** BEGIN GIVEN INFORMATION **

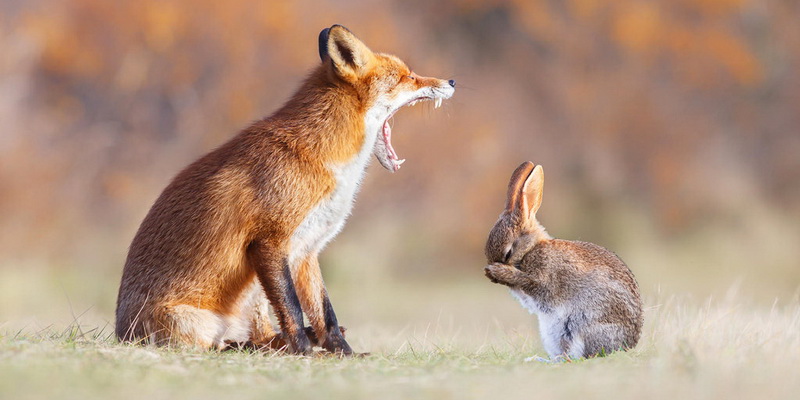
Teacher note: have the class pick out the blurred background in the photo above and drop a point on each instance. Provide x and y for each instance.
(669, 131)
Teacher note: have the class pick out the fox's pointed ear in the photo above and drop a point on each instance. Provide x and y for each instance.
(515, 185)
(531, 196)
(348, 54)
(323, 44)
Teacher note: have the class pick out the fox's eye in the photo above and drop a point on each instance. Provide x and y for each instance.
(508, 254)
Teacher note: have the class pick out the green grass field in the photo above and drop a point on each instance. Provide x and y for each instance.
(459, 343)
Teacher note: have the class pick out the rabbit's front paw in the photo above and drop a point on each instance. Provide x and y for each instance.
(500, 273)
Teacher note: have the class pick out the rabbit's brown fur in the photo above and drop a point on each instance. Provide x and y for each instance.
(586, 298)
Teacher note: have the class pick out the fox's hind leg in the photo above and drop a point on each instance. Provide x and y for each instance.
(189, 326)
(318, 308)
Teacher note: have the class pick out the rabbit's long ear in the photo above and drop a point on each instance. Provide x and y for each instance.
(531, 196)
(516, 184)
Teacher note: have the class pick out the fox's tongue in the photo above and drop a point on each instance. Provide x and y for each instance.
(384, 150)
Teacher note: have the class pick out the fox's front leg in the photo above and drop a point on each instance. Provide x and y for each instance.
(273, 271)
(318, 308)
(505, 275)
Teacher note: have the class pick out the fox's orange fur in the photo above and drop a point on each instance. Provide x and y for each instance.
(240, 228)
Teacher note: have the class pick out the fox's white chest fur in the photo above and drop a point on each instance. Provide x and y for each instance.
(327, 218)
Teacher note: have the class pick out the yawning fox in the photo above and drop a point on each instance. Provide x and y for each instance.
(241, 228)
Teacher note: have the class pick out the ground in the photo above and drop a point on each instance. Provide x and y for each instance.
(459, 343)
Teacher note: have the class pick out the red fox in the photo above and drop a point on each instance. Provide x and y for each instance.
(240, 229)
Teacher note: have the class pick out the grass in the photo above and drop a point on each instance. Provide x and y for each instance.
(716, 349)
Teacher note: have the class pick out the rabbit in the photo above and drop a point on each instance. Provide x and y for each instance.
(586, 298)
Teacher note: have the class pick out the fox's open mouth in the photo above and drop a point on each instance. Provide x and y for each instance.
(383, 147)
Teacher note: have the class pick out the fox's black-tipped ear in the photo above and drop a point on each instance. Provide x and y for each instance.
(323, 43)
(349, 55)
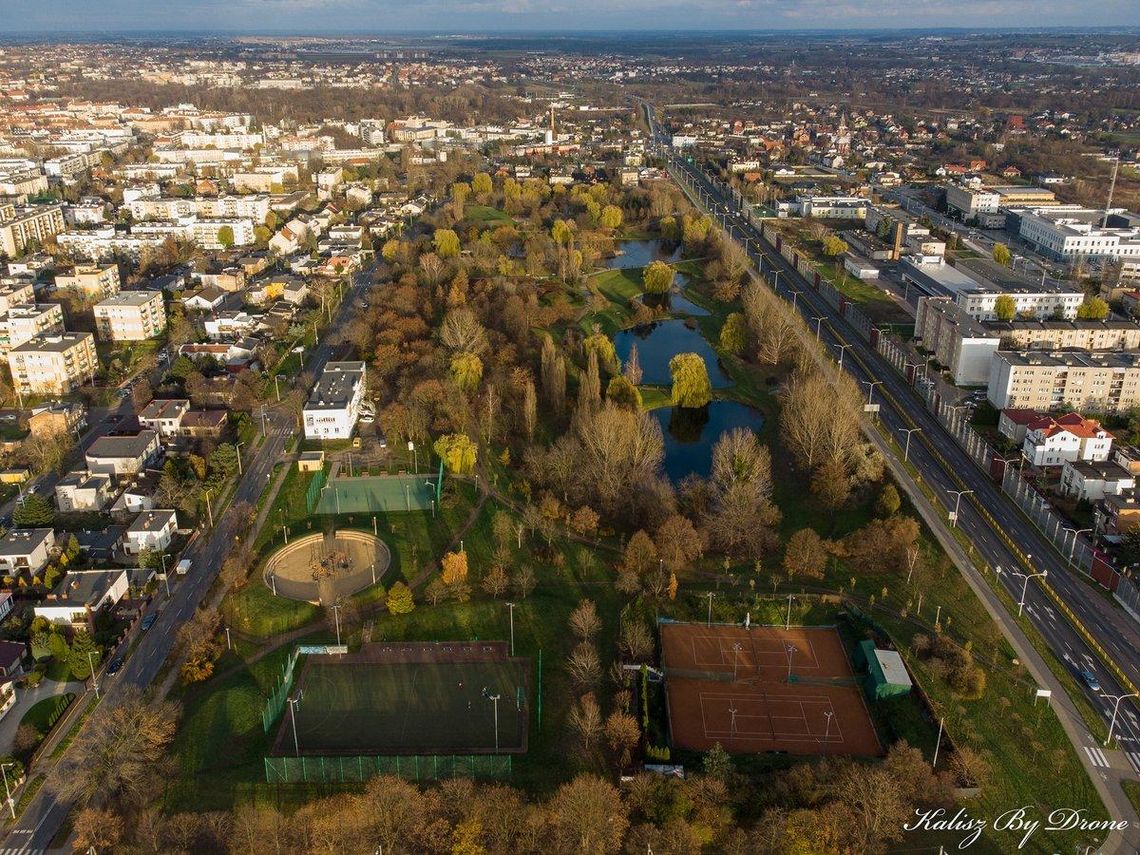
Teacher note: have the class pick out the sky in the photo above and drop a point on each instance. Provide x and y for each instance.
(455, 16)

** END GIVEN INFORMATION **
** BEGIN GIVEN INFORMATION **

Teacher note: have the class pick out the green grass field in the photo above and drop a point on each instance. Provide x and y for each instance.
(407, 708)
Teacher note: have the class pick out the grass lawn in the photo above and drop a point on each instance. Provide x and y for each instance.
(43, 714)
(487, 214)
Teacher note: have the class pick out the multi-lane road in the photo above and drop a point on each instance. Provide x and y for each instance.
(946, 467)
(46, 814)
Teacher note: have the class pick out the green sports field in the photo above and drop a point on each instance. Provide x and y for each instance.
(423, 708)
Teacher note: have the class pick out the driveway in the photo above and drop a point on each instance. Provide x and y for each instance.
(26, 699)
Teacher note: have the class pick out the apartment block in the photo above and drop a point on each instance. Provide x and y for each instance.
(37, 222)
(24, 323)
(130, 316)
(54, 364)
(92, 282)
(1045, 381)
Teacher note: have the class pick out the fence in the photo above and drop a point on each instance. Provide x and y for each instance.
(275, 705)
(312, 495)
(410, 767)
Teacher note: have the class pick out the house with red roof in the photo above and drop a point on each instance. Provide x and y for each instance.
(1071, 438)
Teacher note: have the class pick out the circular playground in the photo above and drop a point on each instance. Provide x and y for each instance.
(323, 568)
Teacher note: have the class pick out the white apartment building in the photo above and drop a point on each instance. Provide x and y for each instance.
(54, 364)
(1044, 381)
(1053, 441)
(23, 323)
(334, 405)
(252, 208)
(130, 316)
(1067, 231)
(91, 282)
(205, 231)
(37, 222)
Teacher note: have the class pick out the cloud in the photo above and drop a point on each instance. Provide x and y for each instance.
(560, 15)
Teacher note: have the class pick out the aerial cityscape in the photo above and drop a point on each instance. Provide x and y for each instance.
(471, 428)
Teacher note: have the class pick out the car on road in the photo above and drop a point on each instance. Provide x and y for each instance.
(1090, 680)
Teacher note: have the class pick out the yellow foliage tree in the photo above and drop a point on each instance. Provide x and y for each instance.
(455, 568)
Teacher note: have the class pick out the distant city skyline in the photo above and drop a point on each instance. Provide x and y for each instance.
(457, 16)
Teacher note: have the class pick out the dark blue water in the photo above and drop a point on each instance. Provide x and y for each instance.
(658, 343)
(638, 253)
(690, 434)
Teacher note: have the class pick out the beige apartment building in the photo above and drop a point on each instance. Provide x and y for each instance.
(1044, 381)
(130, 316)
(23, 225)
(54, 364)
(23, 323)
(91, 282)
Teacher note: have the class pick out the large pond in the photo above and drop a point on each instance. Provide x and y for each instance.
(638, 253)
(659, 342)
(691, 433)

** END GIVEN INFORMATION **

STATED TASK: Tally the lines in the entries above that contain the string "building", where case counts, and reply with that number alone.

PROBLEM SOLUTION: 2